» **TASK DIRECTIONS**
Skip the pictures and quote all of the lines exactly.

* Start EXCERPTED DATA *

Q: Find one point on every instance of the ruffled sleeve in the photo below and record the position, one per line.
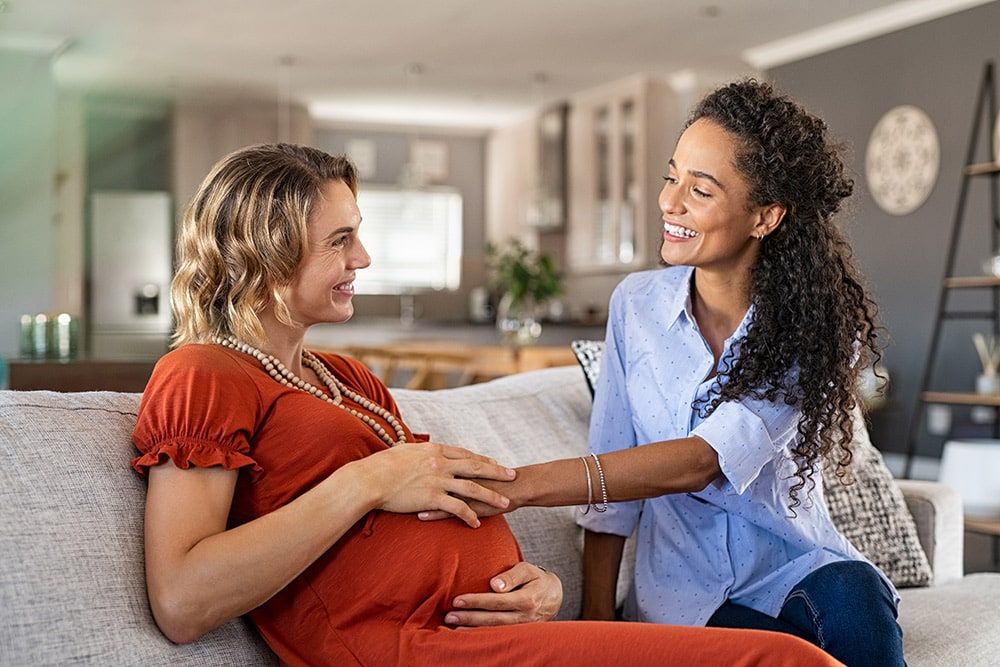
(200, 408)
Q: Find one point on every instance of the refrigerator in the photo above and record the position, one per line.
(130, 268)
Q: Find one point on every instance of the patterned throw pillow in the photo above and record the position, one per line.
(871, 512)
(588, 353)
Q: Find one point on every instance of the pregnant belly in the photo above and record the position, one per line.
(397, 568)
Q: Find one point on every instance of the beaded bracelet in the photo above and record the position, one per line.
(590, 486)
(604, 489)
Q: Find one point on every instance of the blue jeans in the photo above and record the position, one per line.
(844, 608)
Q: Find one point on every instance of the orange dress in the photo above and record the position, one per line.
(378, 597)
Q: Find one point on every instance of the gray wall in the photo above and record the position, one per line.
(936, 66)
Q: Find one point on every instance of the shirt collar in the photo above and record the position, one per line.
(680, 304)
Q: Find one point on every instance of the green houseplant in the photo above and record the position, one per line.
(526, 281)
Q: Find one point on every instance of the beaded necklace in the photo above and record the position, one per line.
(337, 389)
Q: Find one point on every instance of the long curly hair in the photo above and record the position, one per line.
(813, 326)
(244, 236)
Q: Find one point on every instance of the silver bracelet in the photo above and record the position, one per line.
(604, 489)
(590, 486)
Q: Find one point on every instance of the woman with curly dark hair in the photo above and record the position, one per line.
(727, 381)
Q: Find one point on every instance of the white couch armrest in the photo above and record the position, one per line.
(937, 511)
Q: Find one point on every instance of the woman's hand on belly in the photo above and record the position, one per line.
(523, 594)
(431, 476)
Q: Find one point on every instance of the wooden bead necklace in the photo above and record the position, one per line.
(337, 389)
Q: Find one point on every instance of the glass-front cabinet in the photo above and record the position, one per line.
(618, 151)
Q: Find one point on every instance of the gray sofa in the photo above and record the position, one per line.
(71, 575)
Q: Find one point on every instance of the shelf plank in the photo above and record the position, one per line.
(982, 168)
(972, 281)
(960, 398)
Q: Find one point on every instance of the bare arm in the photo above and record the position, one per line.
(671, 466)
(602, 557)
(200, 575)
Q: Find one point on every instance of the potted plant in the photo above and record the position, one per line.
(526, 281)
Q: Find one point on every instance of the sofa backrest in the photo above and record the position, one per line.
(72, 583)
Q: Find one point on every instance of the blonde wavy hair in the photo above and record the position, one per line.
(244, 236)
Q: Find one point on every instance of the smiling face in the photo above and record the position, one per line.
(323, 286)
(708, 220)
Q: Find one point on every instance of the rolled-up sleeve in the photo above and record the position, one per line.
(747, 435)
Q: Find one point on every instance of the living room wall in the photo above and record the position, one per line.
(937, 67)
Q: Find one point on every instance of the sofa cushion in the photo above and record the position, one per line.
(953, 624)
(72, 583)
(870, 512)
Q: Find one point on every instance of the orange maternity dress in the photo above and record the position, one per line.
(378, 597)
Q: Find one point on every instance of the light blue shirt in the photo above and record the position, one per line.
(736, 539)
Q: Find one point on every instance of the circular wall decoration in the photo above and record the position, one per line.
(902, 160)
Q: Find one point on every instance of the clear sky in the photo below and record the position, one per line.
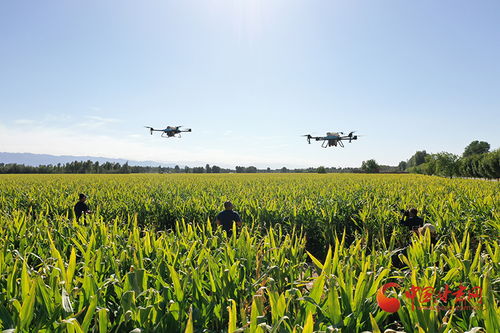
(249, 77)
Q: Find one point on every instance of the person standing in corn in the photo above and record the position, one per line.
(81, 207)
(227, 217)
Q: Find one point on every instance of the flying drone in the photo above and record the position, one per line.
(332, 138)
(170, 131)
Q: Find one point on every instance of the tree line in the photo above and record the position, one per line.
(476, 161)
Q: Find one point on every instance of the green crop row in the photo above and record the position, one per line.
(311, 256)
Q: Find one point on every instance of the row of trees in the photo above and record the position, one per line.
(96, 167)
(476, 161)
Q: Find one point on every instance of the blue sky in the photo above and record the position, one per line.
(249, 77)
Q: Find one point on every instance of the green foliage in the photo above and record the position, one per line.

* End EXCERPTED DATA *

» **COMPLETE RESPONSE**
Q: Find one point on every instance of the ruffled sleeve in the photo below and record the position, one per line.
(200, 408)
Q: Find one point on every instance of the refrigerator in the photo above and record the position, one per line.
(130, 268)
Q: Find one point on every instance of the patterned throw pillow in the photo above and record the position, one per line.
(871, 512)
(588, 353)
Q: Find one point on every instance of the pregnant belly in the photo above and record the position, one per line.
(397, 568)
Q: Find one point on every instance of the beaded bracelet in the photo above and record the position, one per line.
(590, 486)
(604, 489)
Q: Find one point on every instance of the blue jeans in the photo above and record the position, one per line.
(844, 608)
Q: Find one point on every instance of the orange dress in the photo above and record the position, one per line.
(378, 597)
Q: Find one point on every instance of the gray wall in the photo above and record the position, one per line.
(936, 66)
Q: Find one point on every instance of the shirt collar in the photo above and record the position, one per line.
(680, 304)
Q: Find one point on every instance of the green houseplant in the photo above and record the position, one per line.
(526, 281)
Q: Find one point on every instance of the beaded necklace in the photo above and record the position, one per line.
(337, 389)
Q: Find one point on every instance of the long curly hair in the photo above and record the position, one per line.
(813, 326)
(244, 236)
Q: Find one point on every instance of the silver bracelet in the photo above and record the position, one per line.
(604, 489)
(590, 486)
Q: Find one point on every instance of the woman with curly dark hair in the photo above and record the position, one per line.
(727, 381)
Q: Find one point on every instance of the white couch armrest in the photo above and record the position, one per line.
(937, 511)
Q: Find one point on every instance of the woman's hand on belly in the photo above and record the position, one per line.
(523, 594)
(431, 476)
Q: Find one point on every instance of the wooden bead necklace in the photo above and record the position, one per line.
(337, 389)
Q: Find one point on every instance of the glass-front cabinet in the photo above and record the position, one per line.
(618, 151)
Q: Find one point on every instance of the gray sofa in the photo above and record the position, one per line.
(71, 575)
Q: Find one point on every instance of the shelf plank in the photo above and record the position, one per line.
(982, 168)
(972, 281)
(960, 398)
Q: Find one point on every instance of the bare arm in the photo above and record the position, one per line.
(671, 466)
(602, 557)
(200, 575)
Q: Find one point on every instance of the potted plant in the photo above and record the position, one per line.
(526, 281)
Q: Find one point on every instance of the sofa backrest in the photo above and record the position, one per line.
(72, 583)
Q: Find one point on every instance of the blonde wavy hair in the photo above and record the position, one per line.
(244, 236)
Q: Find one point on every instance of the smiling face in the photo above and record the position, one per line.
(323, 286)
(708, 220)
Q: Find one point on every instance of the rolled-up sleeve in the photo above and record the position, one per line.
(747, 435)
Q: Find one point on every instance of the living room wall in the photo above and record the position, one per line.
(937, 67)
Q: Find one point on every instance of the sofa cushion in the photo above and record the position, one per line.
(953, 624)
(72, 583)
(870, 512)
Q: Find one point on every instance of the orange maternity dress in the photo above and record the position, one per line.
(378, 597)
Q: Find one point on every instance of the light blue shirt in the photo above and record the position, one per line.
(736, 539)
Q: Find one point on every instance of the circular wall decoration in the photo above and record the position, one per line.
(902, 160)
Q: Find one point on every instance of the clear sky in the photo below and record the position, one per line.
(249, 77)
Q: Find one point on every instance of the person standing in corn in the photo above and record the position, one per line.
(81, 207)
(227, 217)
Q: Find one point on every instance of the flying drone in the photo above and record the position, one per line.
(332, 138)
(170, 131)
Q: Find one point on every instance of the tree line in the photo above and record the position, one per line.
(476, 161)
Q: Find one point on every instance of the green crop row in the photo above and record the position, one per line.
(311, 256)
Q: Find one point on every instance of the row of trees in the photo above and record the position, one per line.
(96, 167)
(476, 161)
Q: Find one point on every instance of the blue sky in the photo above and record the position, one per line.
(249, 77)
Q: Find one point on every instance of the green foliage in the photo above and record the position, one per line.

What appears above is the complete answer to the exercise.